*Source extract*
[Begin]

Every placement below was the result of strategic narrative thinking —
identifying the angle that would work for the outlet, not simply the
story the client wanted to tell.
Financial Times
Print & Digital Feature
The discovery of altermagnetism — pitched as a business story, not a science one
When the University of Nottingham needed to communicate a major
physics discovery, the instinct might have been to lead with the
science. Instead the pitch to the FT was built around commercial
potential: what this meant for materials, for industry, for
investors. The FT ran it. The coverage triggered direct international
engagement from organisations seeking to fund further research into
commercial applications — a tangible return on a single, well-aimed
placement.
Outcome
International funding enquiries for commercial research at the University of Nottingham
Client: University of Nottingham
ITV News
Two Broadcast Features
A wearable quantum brain scanner — from laboratory curiosity to government investment
Two separate ITV News broadcasts featuring Cerca Magnetics and its
quantum-enabled wearable brain scanner built a cumulative public
narrative around the technology. The second broadcast proved to be
more than a media moment: it directly preceded a multi-million pound
UK government project to develop a mobile version of the system —
a clear demonstration of how sustained mainstream coverage can shape
policy and procurement decisions.

[End]

*Required work*
1 – Quote the press placement case studies from "Every placement below" to "wanted to tell.".
2 – In the press placement case studies, which company's quantum-enabled wearable brain scanner appeared in two ITV News broadcasts?
3 – Carry on the press placement case studies after their final sentence.

*Raw data*
[Begin]

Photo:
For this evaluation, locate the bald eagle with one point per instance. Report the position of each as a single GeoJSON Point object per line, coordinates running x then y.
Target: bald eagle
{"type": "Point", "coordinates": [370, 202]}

[End]

*The responses*
1 –
Every placement below was the result of strategic narrative thinking —
identifying the angle that would work for the outlet, not simply the
story the client wanted to tell.

2 – Cerca Magnetics

3 –
Outcome
Multi-million pound UK government project award for mobile system development
Client: Cerca Magnetics
BBC News & UK National Media
Broadcast & Print Suite
The government-funded mobile brain scanner — a suite of national coverage at launch
When the UK government's investment in Cerca Magnetics' mobile
quantum brain scanner was confirmed, the announcement was placed
across a coordinated suite of national titles and broadcast outlets
including BBC News. The result was simultaneous, consistent coverage
that framed the story on Cerca Magnetics' terms — establishing the
company's credibility at a critical inflection point in its
commercial development.
Outcome
Nationally coordinated launch coverage establishing Cerca Magnetics as a UK quantum flagship
Client: Cerca Magnetics
BBC Radio 4 · Inside Science
10-Minute Flagship Interview · March 2026
ORCA Computing's CEO on the UK's sovereign quantum computing investment — on Radio 4's flagship science programme
When the UK government announced a major investment to build
sovereign capability in quantum computing, the window for high-value
broadcast coverage was narrow and competitive. Appleby Communications
secured a ten-minute interview for ORCA Computing's CEO on
Inside Science — one of the BBC's most respected and
demanding science programmes — recorded at the company's own
offices. In a crowded news moment, ORCA Computing's voice was
the one that led the national conversation.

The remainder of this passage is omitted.